UIT TE VOEREN:
a) Noteer uit het fragment over reïncarnatie en karma de tekst tussen "Want het was" en "zou moeten voortbrengen.", beide inbegrepen, woord voor woord.
b) Op welke datum werd volgens het fragment over reïncarnatie en karma de geciteerde voordracht gehouden?

DOCUMENTFRAGMENT:
= = = = =

Reïncarnatie en karma in de evangeliën
Volgens Rudolf Steiner staan er in de evangeliën tal van verwijzingen naar reïncarnatie en karma, maar men kan die enkel vinden indien de evangeliën op de juiste (geesteswetenschappelijke) manier bestudeerd worden. Die verwijzingen zijn immers in een enigszins verhulde vorm neergeschreven, en daar was een goede reden voor, beweerde hij. In een voordracht gehouden op 26/09/1909 (GA 114) verklaarde hij daarover het volgende:
"Wie zich heden ten dage - vervuld van de vermogens die de geesteswetenschap hem kan geven- in zijn eigen ziel verdiept, vindt dat de leer van karma en reïncarnatie een noodzakelijke leer is. Maar let u er wel op, dat deze ontwikkeling niet voor niets zo verloopt; dat het werkelijk zó is, dat pas in onze tijd de zielen er weer rijp voor zijn geworden om in zichzelf te vinden wat men de leer van karma en reïncarnatie noemt. Het zou niet goed geweest zijn als deze leer al een paar eeuwen vroeger exoterisch verkondigd zou zijn, en het zou voor de ontwikkeling van de mensheid niet goed geweest zijn als dat wat nu de inhoud van de geesteswetenschap is, waarnaar de mensen snakken, en waarmee het onderzoek naar de grondslagen van de evangeliën samenhangt, als dat al een paar eeuwen geleden openlijk aan de mensheid verkondigd zou zijn.
Want het was juist noodzakelijk dat deze zielen van de mensen ernaar snakten en mogelijkheden ontwikkelden om de leer van karma en reïncarnatie op te nemen. Daarvoor was het noodzakelijk dat deze zielen al vroeger, ook in de tijd na Christus, incarnaties hadden doorgemaakt en dat zij hadden beleefd wat men beleven kan, alvorens men rijp is om de leer van karma en reïncarnatie te ontvangen. Had men in de eerste eeuwen van het christendom deze leer zo openlijk verkondigd als dit nu gebeurt, dan zou dat betekend hebben dat men van de ontwikkeling van de mensheid hetzelfde zou hebben geëist wat men van een plant zou eisen, wanneer zij, in de plaats van te beginnen met het groene blad, onmiddellijk de bloem zou moeten voortbrengen.
Zo heeft dus de mensheid pas in deze tijd de rijpheid verworven om de leer van karma en reïncarnatie naar haar geestelijke inhoud in zich op te nemen. Het is dus ook helemaal niet verwonderlijk, dat in datgene wat de mensheid sinds eeuwen uit de evangeliën heeft ontvangen, veel staat dat eigenlijk een verkeerd beeld van het christendom geeft. Men zou kunnen zeggen: het evangelie is in zekere zin te vroeg aan de mensen toevertrouwd; pas heden ten dage wordt de mensheid rijp om in de ziel alle mogelijkheden te ontwikkelen die kunnen leiden tot een begrijpen van wat er eigenlijk in de evangeliën staat.

= = = = =

GEGEVENSREGELS:

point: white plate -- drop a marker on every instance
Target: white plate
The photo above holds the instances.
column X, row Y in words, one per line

= = = = =

VERWACHTE ANTWOORDEN:
a)
Want het was juist noodzakelijk dat deze zielen van de mensen ernaar snakten en mogelijkheden ontwikkelden om de leer van karma en reïncarnatie op te nemen. Daarvoor was het noodzakelijk dat deze zielen al vroeger, ook in de tijd na Christus, incarnaties hadden doorgemaakt en dat zij hadden beleefd wat men beleven kan, alvorens men rijp is om de leer van karma en reïncarnatie te ontvangen. Had men in de eerste eeuwen van het christendom deze leer zo openlijk verkondigd als dit nu gebeurt, dan zou dat betekend hebben dat men van de ontwikkeling van de mensheid hetzelfde zou hebben geëist wat men van een plant zou eisen, wanneer zij, in de plaats van te beginnen met het groene blad, onmiddellijk de bloem zou moeten voortbrengen.

b) Op 26/09/1909.